-- Begin --
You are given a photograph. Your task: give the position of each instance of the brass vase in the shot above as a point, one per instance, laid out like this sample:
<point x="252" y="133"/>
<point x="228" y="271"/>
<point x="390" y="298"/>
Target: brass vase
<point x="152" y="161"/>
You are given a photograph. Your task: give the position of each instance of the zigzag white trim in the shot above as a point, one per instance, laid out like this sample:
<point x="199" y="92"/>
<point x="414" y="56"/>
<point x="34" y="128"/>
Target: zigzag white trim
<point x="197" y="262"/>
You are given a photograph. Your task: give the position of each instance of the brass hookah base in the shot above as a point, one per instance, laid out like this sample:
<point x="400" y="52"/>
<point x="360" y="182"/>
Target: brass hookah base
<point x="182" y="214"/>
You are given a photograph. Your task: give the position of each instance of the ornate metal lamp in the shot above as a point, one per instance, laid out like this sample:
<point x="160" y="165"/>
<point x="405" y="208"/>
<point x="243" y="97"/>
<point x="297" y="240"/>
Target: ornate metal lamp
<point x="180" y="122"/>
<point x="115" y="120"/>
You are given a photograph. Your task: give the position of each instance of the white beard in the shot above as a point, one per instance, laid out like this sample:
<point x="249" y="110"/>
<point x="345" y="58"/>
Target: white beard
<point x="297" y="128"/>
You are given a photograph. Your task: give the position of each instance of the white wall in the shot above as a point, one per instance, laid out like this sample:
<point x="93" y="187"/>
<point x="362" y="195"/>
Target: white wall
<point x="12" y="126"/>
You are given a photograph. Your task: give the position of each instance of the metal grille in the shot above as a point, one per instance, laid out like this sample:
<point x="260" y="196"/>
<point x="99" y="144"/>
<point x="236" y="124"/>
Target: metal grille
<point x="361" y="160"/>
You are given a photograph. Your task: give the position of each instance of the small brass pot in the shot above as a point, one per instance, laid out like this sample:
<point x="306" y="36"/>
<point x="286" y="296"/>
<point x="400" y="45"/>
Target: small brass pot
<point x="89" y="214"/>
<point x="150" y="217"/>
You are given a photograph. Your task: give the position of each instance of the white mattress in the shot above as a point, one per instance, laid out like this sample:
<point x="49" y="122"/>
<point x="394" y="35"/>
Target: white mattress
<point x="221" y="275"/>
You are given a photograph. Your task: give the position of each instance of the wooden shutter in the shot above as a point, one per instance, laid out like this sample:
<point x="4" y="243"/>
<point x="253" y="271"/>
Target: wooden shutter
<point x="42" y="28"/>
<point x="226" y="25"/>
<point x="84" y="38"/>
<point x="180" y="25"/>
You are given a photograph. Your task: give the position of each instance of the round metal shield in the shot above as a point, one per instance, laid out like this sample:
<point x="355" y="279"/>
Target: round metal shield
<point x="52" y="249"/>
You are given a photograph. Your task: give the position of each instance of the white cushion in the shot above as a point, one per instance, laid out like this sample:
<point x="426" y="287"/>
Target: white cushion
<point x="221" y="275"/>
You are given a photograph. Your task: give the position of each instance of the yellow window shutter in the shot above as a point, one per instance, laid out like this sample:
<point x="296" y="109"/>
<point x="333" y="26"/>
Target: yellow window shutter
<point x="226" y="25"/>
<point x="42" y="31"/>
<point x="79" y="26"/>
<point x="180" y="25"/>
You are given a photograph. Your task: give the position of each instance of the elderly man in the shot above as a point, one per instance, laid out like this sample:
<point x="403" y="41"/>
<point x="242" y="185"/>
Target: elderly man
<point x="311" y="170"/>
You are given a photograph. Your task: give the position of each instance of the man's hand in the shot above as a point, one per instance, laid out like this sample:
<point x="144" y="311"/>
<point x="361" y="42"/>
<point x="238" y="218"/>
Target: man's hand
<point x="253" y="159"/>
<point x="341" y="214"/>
-- End --
- Brief
Write out every entry above, word for word.

- Solution for this exercise
You are given a photograph. Your task: give the position of each instance of the brass vase in the shot above as a point, one per instance, laid out like this sample:
<point x="252" y="133"/>
<point x="228" y="271"/>
<point x="390" y="298"/>
Target: brass vase
<point x="152" y="161"/>
You are given a photograph. Your task: give the position of each instance of the zigzag white trim in the shot above as a point, one per instance, laid out like this sample:
<point x="199" y="92"/>
<point x="414" y="56"/>
<point x="34" y="128"/>
Target: zigzag white trim
<point x="197" y="262"/>
You are given a photograph. Your task: give the position of each instance of the brass hookah base in the shot above as a point, one per instance, laid out like this sample:
<point x="400" y="52"/>
<point x="360" y="182"/>
Target: brass hookah base
<point x="182" y="214"/>
You are given a photograph. Your task: give the position of each instance of the ornate metal lamp in the shot above as a point, one per instance, laid out like this sample:
<point x="160" y="165"/>
<point x="405" y="208"/>
<point x="243" y="97"/>
<point x="297" y="240"/>
Target: ornate metal lamp
<point x="180" y="122"/>
<point x="115" y="120"/>
You are given a photograph. Your task: give the position of each instance of the white beard in the shot above as a point, one per instance, laid out like this sample:
<point x="249" y="110"/>
<point x="345" y="58"/>
Target: white beard
<point x="297" y="128"/>
You are given a photograph. Your task: give the position of each instance of the white wall in the shot above as a point, one per instance, laid out like this sample:
<point x="93" y="187"/>
<point x="362" y="195"/>
Target: white wall
<point x="12" y="126"/>
You are given a photograph. Your task: give the position of each instance of the metal grille in the shot above as a point, one per instance, laid out like this sample:
<point x="260" y="196"/>
<point x="99" y="144"/>
<point x="236" y="124"/>
Target: metal grille
<point x="361" y="160"/>
You are given a photograph. Your task: give the position of each instance of the small brass pot in the shot above as a point, one per instance, laid out like this sample:
<point x="306" y="36"/>
<point x="286" y="296"/>
<point x="400" y="45"/>
Target: small brass pot
<point x="89" y="214"/>
<point x="150" y="217"/>
You are given a photograph. Your task: give the position of each instance of the white mattress in the shot above as a point, one per instance, laid out like this sample:
<point x="49" y="122"/>
<point x="394" y="35"/>
Target: white mattress
<point x="221" y="275"/>
You are given a photograph. Your task: give the position of each instance of the wooden shutter in the shot above as a point, one per instance, laid out like this sample:
<point x="4" y="243"/>
<point x="253" y="271"/>
Target: wooden shutter
<point x="42" y="28"/>
<point x="226" y="25"/>
<point x="84" y="38"/>
<point x="180" y="25"/>
You are given a photograph. Your task: give the position of each instance of the round metal shield in the shot above as a point, one per instance, laid out like this sample:
<point x="355" y="279"/>
Target: round metal shield
<point x="52" y="249"/>
You are given a photograph. Your task: give the position of each instance of the white cushion in the shot above as a point, one per instance, laid out like this sample:
<point x="426" y="287"/>
Target: white cushion
<point x="221" y="275"/>
You are given a photograph. Your task: give the position of each instance of the yellow window shutter in the shot above as a point, one per instance, laid out like this sample:
<point x="296" y="109"/>
<point x="333" y="26"/>
Target: yellow window shutter
<point x="226" y="25"/>
<point x="42" y="31"/>
<point x="79" y="26"/>
<point x="180" y="25"/>
You are given a photograph. Your task: give the position of each instance of the elderly man in the shot above as a point, one per instance, laid out like this sample:
<point x="403" y="41"/>
<point x="242" y="185"/>
Target: elderly man
<point x="311" y="170"/>
You are given a photograph. Your task: give the position of each instance of the man's hand in the shot above as a point, one per instance, laid out like this sample:
<point x="144" y="311"/>
<point x="361" y="42"/>
<point x="238" y="218"/>
Target: man's hand
<point x="253" y="159"/>
<point x="341" y="214"/>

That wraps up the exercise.